▸ What you should do
From the first line to the last, please reproduce the material exactly, skipping the pictures.

▸ Record set
★ ★ ★ ★
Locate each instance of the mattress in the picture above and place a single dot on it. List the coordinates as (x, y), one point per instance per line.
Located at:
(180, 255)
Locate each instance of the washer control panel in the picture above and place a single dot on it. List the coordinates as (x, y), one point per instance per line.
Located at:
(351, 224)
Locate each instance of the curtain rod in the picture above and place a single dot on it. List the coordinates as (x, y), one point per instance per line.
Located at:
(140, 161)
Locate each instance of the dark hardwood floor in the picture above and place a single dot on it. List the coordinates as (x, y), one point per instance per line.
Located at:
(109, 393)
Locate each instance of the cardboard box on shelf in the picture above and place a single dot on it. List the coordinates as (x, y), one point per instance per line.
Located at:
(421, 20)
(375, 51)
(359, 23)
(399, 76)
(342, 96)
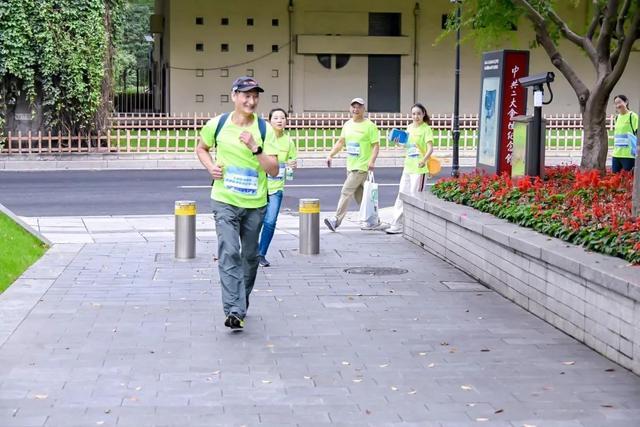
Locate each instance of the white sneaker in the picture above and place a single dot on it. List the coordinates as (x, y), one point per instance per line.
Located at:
(394, 229)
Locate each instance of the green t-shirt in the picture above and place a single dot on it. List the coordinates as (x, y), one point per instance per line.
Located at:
(416, 147)
(244, 182)
(287, 150)
(625, 124)
(359, 139)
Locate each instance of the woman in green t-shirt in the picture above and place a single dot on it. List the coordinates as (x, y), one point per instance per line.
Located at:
(625, 136)
(419, 147)
(287, 155)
★ ★ ★ ★
▸ Solution to this exercise
Locate each instance of the mattress in the picture above and place a single dot on it. List the coordinates as (x, y), one point per instance per line.
Located at:
(180, 255)
Locate each instance of the washer control panel in the picture above and place a single dot on it. List the coordinates as (x, y), one point per instance per line.
Located at:
(351, 224)
Locate each instance of the curtain rod in the picture above and place a single dot on it. List the coordinates as (x, y), one point per instance per line.
Located at:
(140, 161)
Locate each instance of the dark hardwood floor in the picture above and place a single dot on it. List the coordinates as (x, y), one point per instance per line.
Located at:
(109, 393)
Locate each instance of the cardboard box on shelf in the picture above and place a single dot on it. List the coordinates as (x, y), one point per instance per line.
Located at:
(421, 20)
(375, 51)
(359, 23)
(399, 76)
(342, 96)
Locate each instance of the white sneaker in the picture above and place a single dot on it. List the coordinates as (x, y), one point per instance per line.
Located at:
(394, 229)
Locate each instance of the green t-shirt in the picture above and place a single dot on it. List the coordinates as (x, y), one point per instance per line.
Located at:
(416, 147)
(244, 182)
(287, 150)
(625, 124)
(359, 139)
Locate each instance of the woman in green t-shirt in the picture above and place a single dot on it. List the coordinates as (x, y), one point per instance per line.
Located at:
(625, 136)
(419, 147)
(287, 155)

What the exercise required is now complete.